Extract every line starting at the line that contains "target: terraced house roof" and ending with the final line of the data, inclusive; give only those lines, word for word.

** Records supplied **
━━━━━━━━━━━━━━━━
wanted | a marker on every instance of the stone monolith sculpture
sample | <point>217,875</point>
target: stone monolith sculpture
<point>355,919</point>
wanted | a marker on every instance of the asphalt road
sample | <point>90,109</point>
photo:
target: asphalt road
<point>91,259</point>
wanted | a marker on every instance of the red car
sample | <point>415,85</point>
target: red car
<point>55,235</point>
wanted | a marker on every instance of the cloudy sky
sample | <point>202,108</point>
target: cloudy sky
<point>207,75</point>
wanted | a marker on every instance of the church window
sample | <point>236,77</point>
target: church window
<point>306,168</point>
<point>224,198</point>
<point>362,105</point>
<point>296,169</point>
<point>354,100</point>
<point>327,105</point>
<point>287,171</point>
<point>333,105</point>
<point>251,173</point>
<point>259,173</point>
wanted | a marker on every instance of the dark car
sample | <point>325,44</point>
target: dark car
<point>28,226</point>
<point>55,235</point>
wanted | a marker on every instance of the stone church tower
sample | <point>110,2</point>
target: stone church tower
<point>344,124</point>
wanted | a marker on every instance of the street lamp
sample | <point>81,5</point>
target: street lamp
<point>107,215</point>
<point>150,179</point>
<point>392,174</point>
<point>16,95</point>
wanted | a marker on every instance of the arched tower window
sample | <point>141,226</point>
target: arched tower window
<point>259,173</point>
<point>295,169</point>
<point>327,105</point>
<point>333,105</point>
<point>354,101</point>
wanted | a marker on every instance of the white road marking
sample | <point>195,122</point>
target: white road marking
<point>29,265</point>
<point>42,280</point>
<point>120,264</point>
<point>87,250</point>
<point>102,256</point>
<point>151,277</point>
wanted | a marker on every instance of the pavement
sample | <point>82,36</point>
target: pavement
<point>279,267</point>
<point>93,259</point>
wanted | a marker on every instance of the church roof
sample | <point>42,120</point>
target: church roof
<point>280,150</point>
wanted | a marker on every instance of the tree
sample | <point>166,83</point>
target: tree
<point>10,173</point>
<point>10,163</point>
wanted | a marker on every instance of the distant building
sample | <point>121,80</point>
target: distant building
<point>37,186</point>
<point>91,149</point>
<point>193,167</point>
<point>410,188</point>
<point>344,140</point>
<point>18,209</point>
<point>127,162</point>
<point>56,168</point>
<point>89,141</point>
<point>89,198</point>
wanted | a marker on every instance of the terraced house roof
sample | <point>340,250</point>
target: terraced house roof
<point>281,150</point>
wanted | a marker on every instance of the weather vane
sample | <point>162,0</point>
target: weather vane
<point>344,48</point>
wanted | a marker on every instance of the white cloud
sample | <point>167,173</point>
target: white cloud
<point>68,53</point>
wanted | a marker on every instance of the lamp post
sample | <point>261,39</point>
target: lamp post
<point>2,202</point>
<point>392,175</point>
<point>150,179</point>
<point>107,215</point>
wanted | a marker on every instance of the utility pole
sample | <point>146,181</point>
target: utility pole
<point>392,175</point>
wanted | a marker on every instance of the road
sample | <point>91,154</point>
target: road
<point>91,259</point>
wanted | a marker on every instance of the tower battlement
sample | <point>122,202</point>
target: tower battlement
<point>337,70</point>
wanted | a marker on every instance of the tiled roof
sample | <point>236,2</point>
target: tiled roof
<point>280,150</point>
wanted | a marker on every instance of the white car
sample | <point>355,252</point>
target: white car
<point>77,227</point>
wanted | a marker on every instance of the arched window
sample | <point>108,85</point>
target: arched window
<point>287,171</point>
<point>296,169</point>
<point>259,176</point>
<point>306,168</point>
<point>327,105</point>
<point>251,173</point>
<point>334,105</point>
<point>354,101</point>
━━━━━━━━━━━━━━━━
** Completed task **
target: terraced house roof
<point>281,150</point>
wanted | a marker on every instance of the weather vane
sample | <point>162,0</point>
target: weather vane
<point>344,48</point>
wanted | a marker on every instance of the white cloud
sample | <point>167,173</point>
target: white cloud
<point>68,53</point>
wanted | a marker on every instance of the lamp post
sample | <point>261,39</point>
target: lamp post
<point>2,202</point>
<point>392,175</point>
<point>150,179</point>
<point>107,215</point>
wanted | a marker on every instance of the utility pole
sample | <point>146,181</point>
target: utility pole
<point>392,175</point>
wanted | a marker on every instance of the road
sample | <point>91,154</point>
target: road
<point>91,259</point>
wanted | a marker on every instance of the tower battlement
sample | <point>122,202</point>
target: tower battlement
<point>337,70</point>
wanted | a marker on every instance of the tiled roof
sample | <point>236,2</point>
target: tiled roof
<point>280,150</point>
wanted | a marker on every instance of the white car
sample | <point>355,252</point>
target: white car
<point>77,227</point>
wanted | a marker on every instance of the arched window
sample | <point>108,85</point>
target: arched window
<point>287,171</point>
<point>296,169</point>
<point>259,176</point>
<point>306,168</point>
<point>327,105</point>
<point>251,173</point>
<point>334,105</point>
<point>354,101</point>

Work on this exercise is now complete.